::: Data shown :::

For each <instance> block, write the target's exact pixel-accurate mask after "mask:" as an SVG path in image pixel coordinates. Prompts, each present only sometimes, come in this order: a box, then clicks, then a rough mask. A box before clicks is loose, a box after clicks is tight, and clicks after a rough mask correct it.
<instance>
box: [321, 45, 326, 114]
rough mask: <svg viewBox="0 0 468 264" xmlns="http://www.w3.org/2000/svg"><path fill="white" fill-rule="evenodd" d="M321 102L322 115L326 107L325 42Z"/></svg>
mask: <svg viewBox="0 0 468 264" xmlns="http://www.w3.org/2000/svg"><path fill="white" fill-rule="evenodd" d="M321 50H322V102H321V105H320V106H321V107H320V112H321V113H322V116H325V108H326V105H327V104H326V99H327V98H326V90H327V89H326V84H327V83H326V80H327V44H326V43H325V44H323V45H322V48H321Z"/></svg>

:::
::: Data shown :::

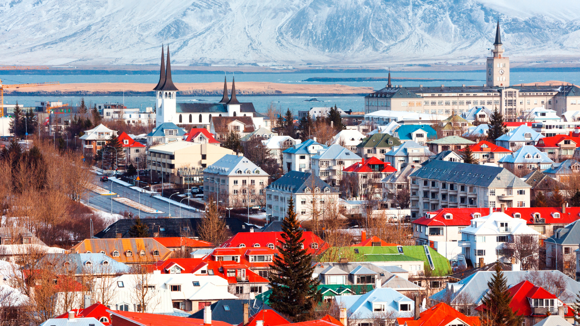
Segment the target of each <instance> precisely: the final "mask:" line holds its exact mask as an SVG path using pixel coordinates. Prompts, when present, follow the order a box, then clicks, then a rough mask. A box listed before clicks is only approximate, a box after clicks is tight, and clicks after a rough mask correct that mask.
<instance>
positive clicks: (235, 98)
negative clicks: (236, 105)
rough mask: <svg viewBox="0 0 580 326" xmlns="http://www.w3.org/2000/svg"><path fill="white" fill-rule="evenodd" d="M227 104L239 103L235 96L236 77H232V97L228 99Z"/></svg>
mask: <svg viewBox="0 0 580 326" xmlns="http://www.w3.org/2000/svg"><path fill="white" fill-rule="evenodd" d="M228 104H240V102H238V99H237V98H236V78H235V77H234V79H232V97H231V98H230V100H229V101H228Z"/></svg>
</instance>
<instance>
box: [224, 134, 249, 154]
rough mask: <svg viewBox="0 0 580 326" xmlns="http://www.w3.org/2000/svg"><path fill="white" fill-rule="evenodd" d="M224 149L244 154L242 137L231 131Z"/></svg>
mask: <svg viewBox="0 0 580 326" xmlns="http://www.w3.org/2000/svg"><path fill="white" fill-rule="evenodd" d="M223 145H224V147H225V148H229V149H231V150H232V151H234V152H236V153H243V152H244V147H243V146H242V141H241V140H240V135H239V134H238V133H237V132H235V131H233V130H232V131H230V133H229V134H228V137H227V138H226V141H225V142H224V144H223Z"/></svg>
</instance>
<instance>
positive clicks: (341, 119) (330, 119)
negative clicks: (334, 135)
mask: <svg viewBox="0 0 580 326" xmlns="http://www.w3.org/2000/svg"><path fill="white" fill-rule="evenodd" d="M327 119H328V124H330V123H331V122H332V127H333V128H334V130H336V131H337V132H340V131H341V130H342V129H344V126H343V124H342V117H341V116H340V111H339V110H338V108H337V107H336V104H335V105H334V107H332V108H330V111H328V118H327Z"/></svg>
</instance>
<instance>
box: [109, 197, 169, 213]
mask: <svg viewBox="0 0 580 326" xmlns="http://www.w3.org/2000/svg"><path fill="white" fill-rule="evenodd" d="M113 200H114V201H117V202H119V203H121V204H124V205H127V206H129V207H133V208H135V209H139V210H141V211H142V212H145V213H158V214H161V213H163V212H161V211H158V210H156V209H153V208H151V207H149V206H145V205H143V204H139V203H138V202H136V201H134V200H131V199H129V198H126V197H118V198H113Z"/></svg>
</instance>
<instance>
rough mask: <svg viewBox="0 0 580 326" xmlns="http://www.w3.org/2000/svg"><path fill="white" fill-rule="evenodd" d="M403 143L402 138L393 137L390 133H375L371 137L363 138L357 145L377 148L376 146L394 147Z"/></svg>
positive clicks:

:::

(Written task)
Give the lines of the records as a numbered list, starting at the line that contains "For each <instance>" and ending at the line that contains "102L322 115L326 107L325", with blank lines left out.

(Task answer)
1. For each <instance> block, write the target's exact pixel-accurate mask after "mask:" as an SVG path in image pixel coordinates. Prompts, each present only sometimes, come in this order: a box, then clicks, then a rough mask. A box before clicks is loose, a box after clicks is tight, and clicks after a rough mask correct it.
2. <instance>
3. box: [321, 45, 326, 114]
4. rough mask: <svg viewBox="0 0 468 264" xmlns="http://www.w3.org/2000/svg"><path fill="white" fill-rule="evenodd" d="M321 102L322 115L326 107L325 42Z"/></svg>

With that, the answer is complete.